> Work to do
Print every line of the material below verbatim, changing nothing.

╭─ Stored records

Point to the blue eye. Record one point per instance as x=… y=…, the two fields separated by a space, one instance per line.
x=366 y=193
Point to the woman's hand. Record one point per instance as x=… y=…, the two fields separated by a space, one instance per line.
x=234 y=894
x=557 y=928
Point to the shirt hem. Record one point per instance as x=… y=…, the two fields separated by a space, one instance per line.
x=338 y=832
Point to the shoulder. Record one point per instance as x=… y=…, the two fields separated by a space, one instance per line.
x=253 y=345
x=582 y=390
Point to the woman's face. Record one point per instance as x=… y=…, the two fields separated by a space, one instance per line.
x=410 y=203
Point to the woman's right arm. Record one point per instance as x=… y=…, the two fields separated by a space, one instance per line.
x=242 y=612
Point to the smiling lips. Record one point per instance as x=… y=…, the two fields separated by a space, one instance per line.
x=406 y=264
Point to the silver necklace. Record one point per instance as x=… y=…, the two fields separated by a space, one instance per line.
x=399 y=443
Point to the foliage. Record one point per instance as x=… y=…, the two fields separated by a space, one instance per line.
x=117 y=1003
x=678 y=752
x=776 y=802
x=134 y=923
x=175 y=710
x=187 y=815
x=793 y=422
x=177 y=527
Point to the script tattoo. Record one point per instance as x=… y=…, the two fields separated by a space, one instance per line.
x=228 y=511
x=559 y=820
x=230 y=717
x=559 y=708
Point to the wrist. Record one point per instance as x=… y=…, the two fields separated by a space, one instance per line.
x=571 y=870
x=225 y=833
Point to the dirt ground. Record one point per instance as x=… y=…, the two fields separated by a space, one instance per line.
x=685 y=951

╰─

> Task answer
Point to the blue eye. Record one point per instance as x=… y=…, the two fields separated by a space, one instance per line.
x=366 y=193
Point to the woman's hand. Record one point per instance as x=… y=…, the two fields separated by a space, one instance per line.
x=234 y=894
x=557 y=928
Point to the shirt hem. Record one point per instance as x=… y=…, the two fields separated by a space, one instance per line.
x=338 y=832
Point to the shoulder. Record one point per instance as x=… y=…, the two fields separated by a space, one instance per line.
x=253 y=345
x=582 y=390
Point to the woman's face. Record one point per instance as x=… y=…, the two fields separated by a space, one instance per line.
x=410 y=203
Point to the woman's right arm. Record one point per instance as x=… y=…, the two fields separated by a space, one instance per line.
x=242 y=612
Point to the smiling lips. Record one point per instance as x=… y=…, the two fields separated by a space, one instance per line.
x=406 y=264
Point to the silver necklace. Record one point per instance as x=… y=…, the two fields separated by a space, one instance per line.
x=399 y=443
Point to the foliage. Record one point per instance as x=… y=…, the two fields separated by a space, one instance per line.
x=117 y=1003
x=678 y=752
x=776 y=802
x=134 y=923
x=175 y=710
x=187 y=815
x=793 y=422
x=177 y=527
Point to the script tattoo. Record one point per instance as x=… y=…, the two fields separated by a space, one instance per line.
x=228 y=511
x=559 y=820
x=230 y=717
x=559 y=708
Point to the wrist. Record one point per instance as x=… y=…, the two fields separated by a space, one instance per line.
x=571 y=870
x=225 y=833
Point to the dirt ground. Record one point per instance as x=… y=…, the two fields separated by a space, one instance per line.
x=685 y=951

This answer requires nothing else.